__Your tasks__:
[1] According to the "Don't Get Smart" passage, how long is Runway 34 at Atlanta-DeKalb-Peachtree Airport?
[2] Translate this sentence from the "Don't Get Smart" passage into Spanish: "The aircraft’s performance computer said they only needed 2,800 ft., so they opted for the shorter runway."
[3] For each statement, say whether the "Don't Get Smart" passage agrees, and quote the words that decide it: (a) The Gulfstream GIV crew arrived at KPDK on March 9, 2019. (b) Runway 21L/03R is shorter than Runway 34. (c) After the "ENG THR LEVERS NOT SET" message, the A320 captain moved the thrust levers to TO/GA.

__Given passage__:
'''

Rule 2: Don’t Get Smart

Pilots are smart people, no doubt about it. How can you routinely defy gravity without being smart? You regularly fly very smart people in back who cannot do what you do in front. So, I think it is safe to say, you are smart. But are you smart enough for all situations? One way to maintain a level of humility as a check on your “smartness” is to study the examples of other very smart pilots who ended up learning that they didn’t know everything they needed to know when making very dumb decisions.

N505 impact
Gulfstream GIV (N505GF) impact point, short of KPDK Runway 34. Image credit: FAA

On March 9, 2019, a Gulfstream GIV crew found themselves arriving at Atlanta-DeKalb-Peachtree Airport (KPDK) about 20 min. before their planned runway would be open. Runway 21L/03R is 6,001 ft. long and routinely handles aircraft like the GIV. The only option until that runway was open was Runway 34, which was only 3,967 ft. long. The aircraft’s performance computer said they only needed 2,800 ft., so they opted for the shorter runway.

When crossing the end of the runway, in the words of one of the pilots, “suddenly a hard impact occurred.” Damage to the fuselage was listed as “substantial.” The pilots apparently failed to realize the distance between their main gear and their visual aimpoint far exceeded the physical distance between the cockpit and the main gear. They were not as smart as they thought they were.

On March 13, 2014, a US Airways Airbus A320 was substantially damaged after the captain elected to abort a takeoff after becoming airborne with the aircraft’s aural warnings yelling “Retard!” repeatedly. (The “Retard!” annunciation is meant to announce autothrottle reduction during landing.) The case study is a fascinating exposé of poor crew resource management and decision making. But it is also a case where the pilot’s excellent training wasn’t excellent enough. A series of pilot programming mistakes left the airplane without posted V-speeds during a reduced thrust (“Flex”) takeoff and set up a chain of warnings that cascaded to the faulty “Retard!” alerts and an “ENG THR LEVERS NOT SET” message. The correct reaction to the message was: “THR LEVERS…TO/GA.” When asked why he did not push the thrust levers to TO/GA after he received the "ENG THR LEVERS NOT SET" ECAM message and chime, the captain reported that it was "no harm" and left the thrust in FLEX.

Airbus A320 thrust level positions
Airbus A320 thrust lever positions. Image credit: NTSB

According to interviews conducted for the investigation, none of the US Airways A320 line pilots or A320 check airmen had ever heard that a RETARD alert could occur on takeoff before the accident flight. What I find illuminating in this case study is the captain’s “no harm” statement. He was cavalierly smart. But not smart enough.

'''

__Data extract__:

'''

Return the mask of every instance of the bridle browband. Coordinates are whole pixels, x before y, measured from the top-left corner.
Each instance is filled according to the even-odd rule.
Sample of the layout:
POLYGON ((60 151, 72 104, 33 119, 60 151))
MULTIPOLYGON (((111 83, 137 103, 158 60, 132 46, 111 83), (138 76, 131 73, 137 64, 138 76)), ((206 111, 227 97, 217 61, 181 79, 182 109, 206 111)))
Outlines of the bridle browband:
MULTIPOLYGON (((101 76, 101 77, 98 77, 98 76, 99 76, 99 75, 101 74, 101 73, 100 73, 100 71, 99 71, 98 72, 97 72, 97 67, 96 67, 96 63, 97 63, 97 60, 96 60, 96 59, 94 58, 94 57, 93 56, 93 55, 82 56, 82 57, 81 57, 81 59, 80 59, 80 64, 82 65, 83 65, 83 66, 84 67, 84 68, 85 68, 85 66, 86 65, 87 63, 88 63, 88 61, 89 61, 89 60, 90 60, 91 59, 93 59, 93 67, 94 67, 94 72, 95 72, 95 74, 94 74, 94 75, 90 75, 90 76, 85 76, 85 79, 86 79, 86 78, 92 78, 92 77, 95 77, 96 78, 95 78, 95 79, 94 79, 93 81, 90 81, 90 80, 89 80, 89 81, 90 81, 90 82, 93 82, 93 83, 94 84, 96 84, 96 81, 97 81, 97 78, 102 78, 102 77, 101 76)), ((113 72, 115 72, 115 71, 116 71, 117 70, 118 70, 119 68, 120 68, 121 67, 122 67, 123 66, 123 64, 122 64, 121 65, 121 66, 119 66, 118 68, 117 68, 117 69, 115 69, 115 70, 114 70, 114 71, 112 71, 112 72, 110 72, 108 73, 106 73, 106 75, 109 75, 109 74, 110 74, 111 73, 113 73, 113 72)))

'''

__Responses to the tasks__:
[1] 3,967 ft.

[2] La computadora de rendimiento de la aeronave indicaba que solo necesitaban 2.800 pies, así que optaron por la pista más corta.

[3]
(a) Yes: "On March 9, 2019, a Gulfstream GIV crew found themselves arriving at Atlanta-DeKalb-Peachtree Airport (KPDK)"
(b) No: "Runway 21L/03R is 6,001 ft. long" and "Runway 34, which was only 3,967 ft. long"
(c) No: "the captain reported that it was "no harm" and left the thrust in FLEX"